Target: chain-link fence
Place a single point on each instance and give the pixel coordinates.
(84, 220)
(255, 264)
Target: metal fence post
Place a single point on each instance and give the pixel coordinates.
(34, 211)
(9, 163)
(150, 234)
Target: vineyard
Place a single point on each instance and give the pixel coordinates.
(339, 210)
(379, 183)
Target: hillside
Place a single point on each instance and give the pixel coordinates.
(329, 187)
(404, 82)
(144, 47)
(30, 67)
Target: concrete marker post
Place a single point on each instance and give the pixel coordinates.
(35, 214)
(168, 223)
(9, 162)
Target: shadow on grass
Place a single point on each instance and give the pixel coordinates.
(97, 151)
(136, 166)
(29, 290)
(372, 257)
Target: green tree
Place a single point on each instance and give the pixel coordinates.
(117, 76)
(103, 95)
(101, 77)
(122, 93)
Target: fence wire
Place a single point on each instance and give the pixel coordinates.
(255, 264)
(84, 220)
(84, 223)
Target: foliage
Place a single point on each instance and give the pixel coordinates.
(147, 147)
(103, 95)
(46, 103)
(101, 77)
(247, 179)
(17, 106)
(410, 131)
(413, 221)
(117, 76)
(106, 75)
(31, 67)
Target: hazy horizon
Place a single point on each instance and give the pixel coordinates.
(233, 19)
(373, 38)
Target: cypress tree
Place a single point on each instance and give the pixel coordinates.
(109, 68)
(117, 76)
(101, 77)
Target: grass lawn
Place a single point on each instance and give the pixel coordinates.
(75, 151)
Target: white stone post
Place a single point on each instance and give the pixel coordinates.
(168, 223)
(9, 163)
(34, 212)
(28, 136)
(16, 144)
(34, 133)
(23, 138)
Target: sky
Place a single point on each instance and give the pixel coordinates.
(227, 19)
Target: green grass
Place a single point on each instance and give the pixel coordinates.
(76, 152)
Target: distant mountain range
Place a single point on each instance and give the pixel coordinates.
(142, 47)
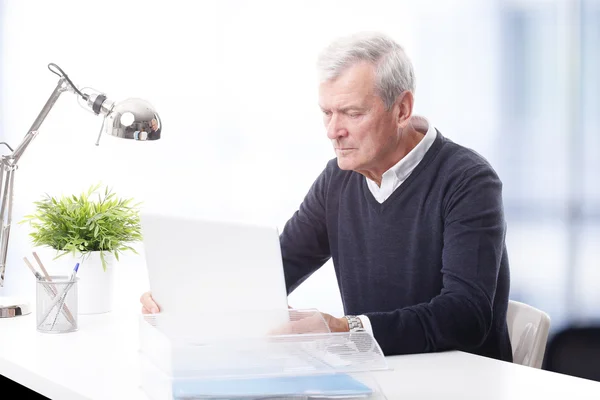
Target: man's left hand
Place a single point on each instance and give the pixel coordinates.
(314, 324)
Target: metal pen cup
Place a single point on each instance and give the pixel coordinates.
(56, 304)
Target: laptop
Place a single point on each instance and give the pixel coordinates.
(215, 279)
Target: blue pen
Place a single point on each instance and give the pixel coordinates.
(61, 298)
(74, 271)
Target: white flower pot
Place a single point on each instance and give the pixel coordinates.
(95, 285)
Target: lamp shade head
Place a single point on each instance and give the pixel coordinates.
(133, 119)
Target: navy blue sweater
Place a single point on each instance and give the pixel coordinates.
(428, 266)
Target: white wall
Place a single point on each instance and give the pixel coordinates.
(234, 83)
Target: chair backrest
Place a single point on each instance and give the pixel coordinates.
(528, 329)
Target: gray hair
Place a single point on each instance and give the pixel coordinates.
(394, 71)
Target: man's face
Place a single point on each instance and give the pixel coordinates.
(362, 132)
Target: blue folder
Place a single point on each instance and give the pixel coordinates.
(309, 386)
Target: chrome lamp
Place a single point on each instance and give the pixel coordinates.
(132, 118)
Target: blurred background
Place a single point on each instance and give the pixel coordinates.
(235, 84)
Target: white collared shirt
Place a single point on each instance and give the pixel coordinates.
(395, 176)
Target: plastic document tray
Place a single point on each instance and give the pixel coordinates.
(304, 360)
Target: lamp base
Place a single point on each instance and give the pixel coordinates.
(13, 307)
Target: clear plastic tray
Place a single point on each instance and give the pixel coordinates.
(203, 360)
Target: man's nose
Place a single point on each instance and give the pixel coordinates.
(335, 128)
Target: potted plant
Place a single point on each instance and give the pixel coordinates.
(92, 229)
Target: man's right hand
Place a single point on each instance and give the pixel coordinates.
(148, 304)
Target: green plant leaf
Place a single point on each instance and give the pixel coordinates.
(85, 223)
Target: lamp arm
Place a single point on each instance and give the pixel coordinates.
(61, 87)
(8, 165)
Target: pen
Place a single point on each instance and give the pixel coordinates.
(61, 296)
(50, 289)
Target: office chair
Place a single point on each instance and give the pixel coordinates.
(528, 330)
(575, 351)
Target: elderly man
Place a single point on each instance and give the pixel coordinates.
(414, 222)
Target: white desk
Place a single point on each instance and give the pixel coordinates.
(100, 362)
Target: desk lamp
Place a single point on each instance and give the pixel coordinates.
(132, 119)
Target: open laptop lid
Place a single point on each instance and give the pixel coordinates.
(229, 272)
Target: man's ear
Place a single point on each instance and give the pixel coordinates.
(403, 108)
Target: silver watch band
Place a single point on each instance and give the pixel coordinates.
(354, 323)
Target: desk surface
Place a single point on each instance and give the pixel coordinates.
(100, 361)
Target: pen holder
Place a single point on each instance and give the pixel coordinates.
(56, 304)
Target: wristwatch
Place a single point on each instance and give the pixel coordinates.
(354, 323)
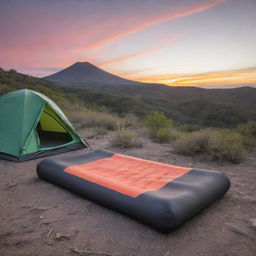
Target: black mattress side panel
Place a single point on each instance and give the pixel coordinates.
(134, 207)
(189, 195)
(164, 209)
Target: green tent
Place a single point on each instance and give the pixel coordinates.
(32, 125)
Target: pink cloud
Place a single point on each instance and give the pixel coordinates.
(151, 22)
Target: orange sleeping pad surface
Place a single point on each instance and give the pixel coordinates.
(128, 175)
(160, 195)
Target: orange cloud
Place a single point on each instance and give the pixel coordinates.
(233, 77)
(144, 52)
(154, 21)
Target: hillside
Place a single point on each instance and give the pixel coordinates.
(192, 105)
(186, 105)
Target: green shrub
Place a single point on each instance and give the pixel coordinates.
(126, 139)
(156, 121)
(248, 129)
(193, 143)
(101, 131)
(225, 145)
(249, 133)
(90, 118)
(219, 145)
(165, 135)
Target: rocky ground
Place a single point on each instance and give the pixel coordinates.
(39, 218)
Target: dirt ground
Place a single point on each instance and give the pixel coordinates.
(39, 218)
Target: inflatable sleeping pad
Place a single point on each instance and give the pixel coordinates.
(160, 195)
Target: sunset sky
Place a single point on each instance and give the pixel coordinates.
(185, 42)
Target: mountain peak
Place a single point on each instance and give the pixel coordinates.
(83, 73)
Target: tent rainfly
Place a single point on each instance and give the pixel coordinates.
(32, 126)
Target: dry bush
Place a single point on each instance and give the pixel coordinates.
(126, 139)
(220, 145)
(225, 145)
(165, 135)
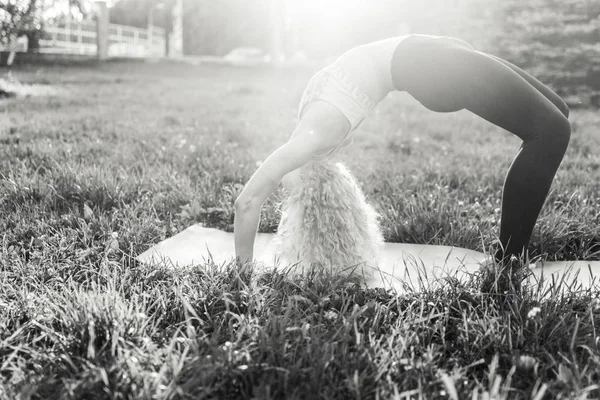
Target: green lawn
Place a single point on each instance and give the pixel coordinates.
(124, 155)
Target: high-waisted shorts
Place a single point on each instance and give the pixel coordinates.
(333, 85)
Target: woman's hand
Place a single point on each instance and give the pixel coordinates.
(292, 155)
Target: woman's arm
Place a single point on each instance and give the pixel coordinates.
(295, 153)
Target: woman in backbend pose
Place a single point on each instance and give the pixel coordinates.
(445, 75)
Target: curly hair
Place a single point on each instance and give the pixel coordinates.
(326, 223)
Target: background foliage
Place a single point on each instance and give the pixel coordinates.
(557, 41)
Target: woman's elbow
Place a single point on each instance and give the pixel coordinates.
(244, 203)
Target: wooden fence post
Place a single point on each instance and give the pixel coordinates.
(102, 31)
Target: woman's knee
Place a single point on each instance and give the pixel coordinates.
(555, 134)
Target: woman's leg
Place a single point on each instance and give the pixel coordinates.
(447, 77)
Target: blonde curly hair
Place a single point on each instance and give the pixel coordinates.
(326, 223)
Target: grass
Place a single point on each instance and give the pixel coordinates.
(123, 155)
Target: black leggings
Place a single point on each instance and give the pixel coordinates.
(446, 75)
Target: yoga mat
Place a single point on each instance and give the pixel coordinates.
(402, 265)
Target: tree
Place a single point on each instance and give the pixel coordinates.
(18, 18)
(26, 18)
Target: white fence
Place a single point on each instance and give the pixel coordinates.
(123, 41)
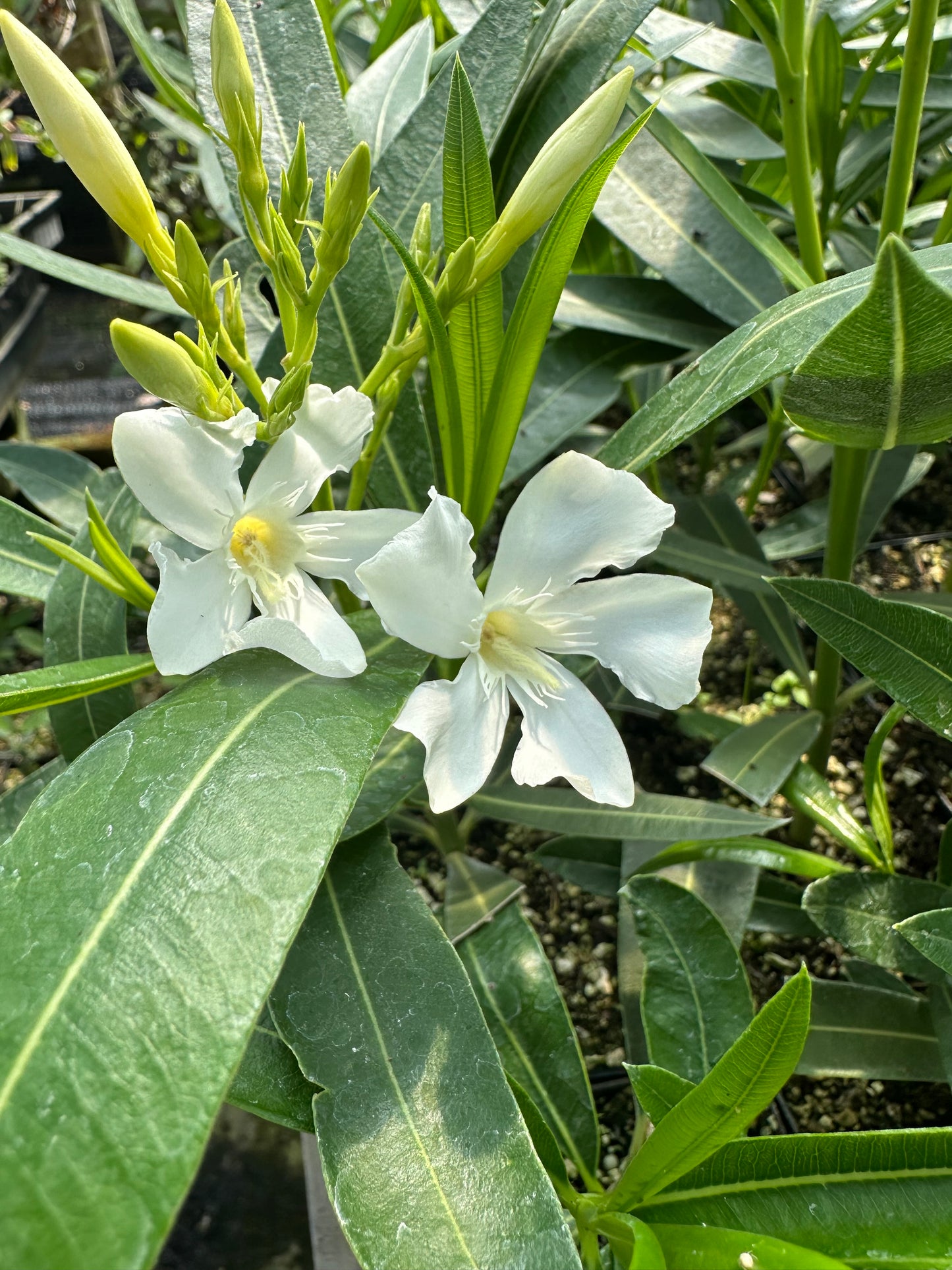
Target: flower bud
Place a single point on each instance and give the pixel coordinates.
(231, 75)
(553, 173)
(346, 202)
(83, 135)
(456, 277)
(194, 279)
(164, 370)
(296, 188)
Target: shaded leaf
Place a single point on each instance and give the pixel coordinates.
(757, 760)
(527, 1016)
(424, 1152)
(224, 797)
(904, 648)
(694, 998)
(882, 376)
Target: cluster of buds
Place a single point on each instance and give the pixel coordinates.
(177, 370)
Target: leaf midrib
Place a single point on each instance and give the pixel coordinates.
(89, 945)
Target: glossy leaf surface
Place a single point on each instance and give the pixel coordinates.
(424, 1152)
(524, 1011)
(694, 997)
(904, 648)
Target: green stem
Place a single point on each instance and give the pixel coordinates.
(790, 68)
(909, 112)
(768, 457)
(847, 488)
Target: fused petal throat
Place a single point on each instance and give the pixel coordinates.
(267, 552)
(507, 648)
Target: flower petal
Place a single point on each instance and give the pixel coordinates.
(341, 541)
(308, 630)
(573, 520)
(182, 470)
(422, 583)
(198, 605)
(462, 726)
(652, 630)
(573, 737)
(325, 437)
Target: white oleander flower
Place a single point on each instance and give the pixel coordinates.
(574, 519)
(262, 545)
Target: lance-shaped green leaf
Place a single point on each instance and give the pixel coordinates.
(727, 1099)
(904, 648)
(809, 793)
(640, 308)
(188, 846)
(758, 759)
(475, 892)
(870, 1034)
(654, 817)
(657, 1089)
(90, 277)
(656, 208)
(457, 445)
(30, 690)
(696, 1248)
(83, 620)
(468, 211)
(931, 933)
(876, 1200)
(397, 768)
(16, 800)
(719, 520)
(768, 346)
(862, 909)
(746, 851)
(777, 908)
(526, 1014)
(694, 997)
(882, 376)
(532, 318)
(26, 565)
(53, 480)
(271, 1083)
(424, 1152)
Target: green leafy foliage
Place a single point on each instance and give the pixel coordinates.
(82, 620)
(738, 1087)
(904, 648)
(882, 376)
(250, 746)
(871, 1199)
(866, 1033)
(862, 909)
(694, 997)
(757, 760)
(527, 1018)
(418, 1130)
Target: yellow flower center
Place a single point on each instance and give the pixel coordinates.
(504, 647)
(266, 550)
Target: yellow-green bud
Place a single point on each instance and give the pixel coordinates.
(84, 136)
(165, 370)
(553, 173)
(231, 75)
(296, 188)
(456, 277)
(346, 202)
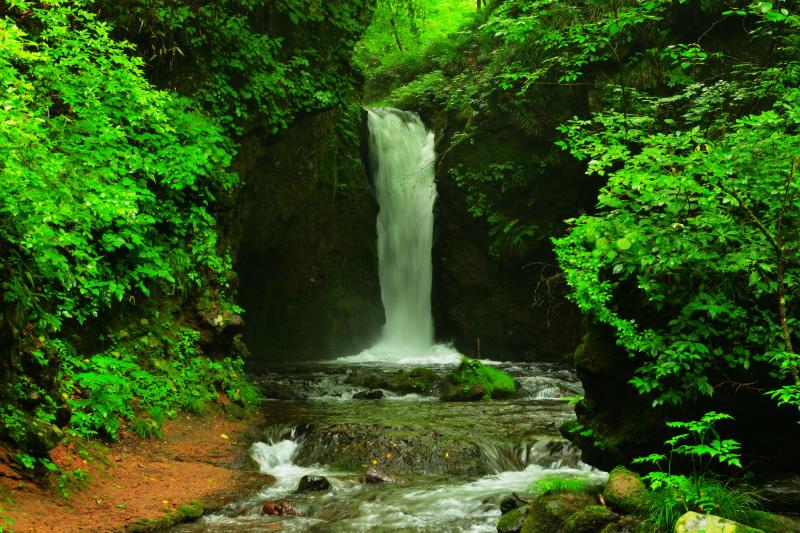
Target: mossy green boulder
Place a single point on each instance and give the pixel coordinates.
(474, 375)
(625, 491)
(549, 513)
(591, 519)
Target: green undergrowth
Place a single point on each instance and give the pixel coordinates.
(496, 382)
(135, 386)
(116, 387)
(557, 484)
(183, 513)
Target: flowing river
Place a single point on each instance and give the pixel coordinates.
(452, 462)
(458, 460)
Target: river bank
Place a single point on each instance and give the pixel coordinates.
(136, 484)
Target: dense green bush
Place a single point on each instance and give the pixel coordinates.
(105, 181)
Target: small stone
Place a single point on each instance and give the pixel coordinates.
(376, 476)
(368, 395)
(511, 521)
(313, 483)
(625, 490)
(693, 522)
(279, 508)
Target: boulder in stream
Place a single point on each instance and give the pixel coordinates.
(313, 483)
(692, 522)
(376, 476)
(625, 490)
(511, 521)
(368, 395)
(468, 392)
(279, 508)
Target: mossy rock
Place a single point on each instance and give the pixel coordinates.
(512, 521)
(772, 523)
(692, 522)
(590, 520)
(184, 513)
(626, 524)
(496, 383)
(550, 513)
(625, 490)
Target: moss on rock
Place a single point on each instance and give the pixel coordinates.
(625, 490)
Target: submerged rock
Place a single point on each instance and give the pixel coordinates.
(693, 522)
(625, 490)
(368, 395)
(313, 483)
(469, 392)
(512, 520)
(376, 476)
(279, 508)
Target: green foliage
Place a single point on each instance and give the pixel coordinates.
(485, 189)
(71, 480)
(708, 495)
(241, 68)
(106, 182)
(402, 32)
(557, 484)
(673, 495)
(697, 224)
(113, 387)
(496, 382)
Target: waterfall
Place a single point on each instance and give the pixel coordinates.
(402, 158)
(402, 154)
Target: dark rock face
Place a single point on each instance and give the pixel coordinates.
(506, 300)
(782, 495)
(305, 233)
(313, 484)
(279, 508)
(625, 422)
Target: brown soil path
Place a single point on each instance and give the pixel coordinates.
(134, 480)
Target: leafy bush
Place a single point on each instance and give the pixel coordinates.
(106, 182)
(112, 388)
(701, 491)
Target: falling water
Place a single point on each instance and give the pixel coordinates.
(402, 155)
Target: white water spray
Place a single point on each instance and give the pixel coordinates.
(402, 155)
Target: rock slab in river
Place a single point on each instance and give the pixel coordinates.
(368, 395)
(313, 483)
(693, 522)
(375, 476)
(279, 508)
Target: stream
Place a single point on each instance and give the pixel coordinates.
(458, 460)
(453, 462)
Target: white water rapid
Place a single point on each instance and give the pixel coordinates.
(402, 156)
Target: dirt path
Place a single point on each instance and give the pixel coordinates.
(136, 483)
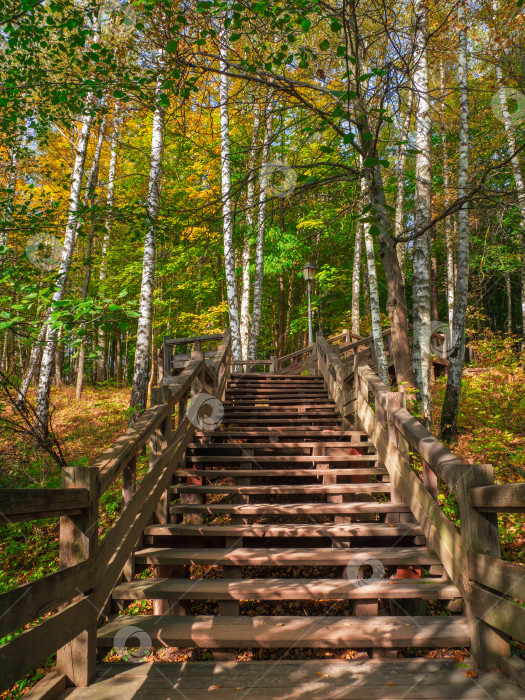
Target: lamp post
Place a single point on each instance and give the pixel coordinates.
(309, 271)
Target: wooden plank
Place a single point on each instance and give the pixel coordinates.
(499, 612)
(311, 509)
(348, 530)
(503, 576)
(25, 652)
(282, 589)
(31, 504)
(498, 498)
(291, 489)
(211, 631)
(49, 687)
(514, 667)
(275, 556)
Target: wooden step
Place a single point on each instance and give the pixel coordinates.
(348, 530)
(283, 589)
(279, 459)
(275, 556)
(371, 679)
(310, 509)
(288, 431)
(209, 631)
(291, 489)
(265, 473)
(221, 446)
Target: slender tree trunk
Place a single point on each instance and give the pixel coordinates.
(421, 278)
(449, 244)
(518, 180)
(227, 214)
(356, 279)
(449, 414)
(139, 391)
(375, 312)
(246, 249)
(89, 197)
(400, 193)
(508, 288)
(253, 349)
(48, 355)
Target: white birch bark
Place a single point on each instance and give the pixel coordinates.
(139, 390)
(373, 288)
(261, 225)
(89, 197)
(227, 214)
(246, 252)
(48, 355)
(452, 398)
(400, 193)
(518, 178)
(451, 281)
(421, 279)
(356, 279)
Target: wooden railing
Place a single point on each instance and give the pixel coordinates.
(418, 463)
(89, 570)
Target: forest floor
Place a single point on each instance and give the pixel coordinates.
(492, 427)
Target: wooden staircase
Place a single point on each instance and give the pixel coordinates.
(287, 492)
(294, 551)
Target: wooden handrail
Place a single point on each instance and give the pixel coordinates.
(96, 576)
(33, 504)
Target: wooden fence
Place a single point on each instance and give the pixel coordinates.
(79, 592)
(492, 588)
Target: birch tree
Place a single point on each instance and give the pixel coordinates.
(421, 281)
(399, 221)
(246, 249)
(89, 198)
(139, 390)
(227, 214)
(356, 279)
(48, 354)
(449, 414)
(518, 177)
(110, 198)
(261, 226)
(382, 367)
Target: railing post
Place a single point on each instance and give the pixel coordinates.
(78, 541)
(480, 533)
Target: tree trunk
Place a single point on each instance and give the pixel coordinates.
(421, 278)
(48, 355)
(400, 193)
(89, 197)
(382, 368)
(451, 281)
(253, 349)
(139, 390)
(246, 249)
(356, 279)
(449, 414)
(227, 214)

· · · · ·

STATED TASK
Return the line that contains "Target: white birch bark" along with every line after it through the end of the entries, exactly, adding nothing.

THE SOLUTION
Target: white birch bark
Place a single point on each instance and give the pixel coordinates.
(139, 390)
(373, 288)
(261, 225)
(89, 197)
(227, 214)
(246, 252)
(48, 355)
(452, 398)
(400, 193)
(518, 178)
(451, 281)
(421, 279)
(356, 279)
Target: wooden railing
Place a single point on each instance and give the pixel coordinates.
(418, 463)
(89, 570)
Target: forest floor
Place a single point on each instance and give the pixel coordinates.
(492, 427)
Target: wooden staircase
Place a single point on each instance and give the pixel coordinates.
(287, 492)
(294, 551)
Target: wooden handrail
Place a single point on each instance and give the pixel coordinates.
(96, 576)
(33, 504)
Target: wooden fence
Place a single point on each instance and give the pixel coordinates.
(79, 592)
(492, 588)
Target: birch tree
Place a single point on each instance and give the pixel coordinates.
(421, 281)
(399, 221)
(246, 249)
(89, 198)
(139, 390)
(227, 214)
(356, 279)
(48, 354)
(449, 414)
(518, 177)
(110, 198)
(261, 226)
(382, 367)
Target: railing post
Place a single point on each instance and give the pixel coordinates.
(78, 541)
(480, 533)
Target: tree trunk
Place a single point on each instance and give the pixel coordinates.
(421, 278)
(48, 355)
(400, 193)
(89, 197)
(382, 368)
(451, 281)
(253, 349)
(139, 390)
(246, 249)
(356, 279)
(449, 414)
(227, 214)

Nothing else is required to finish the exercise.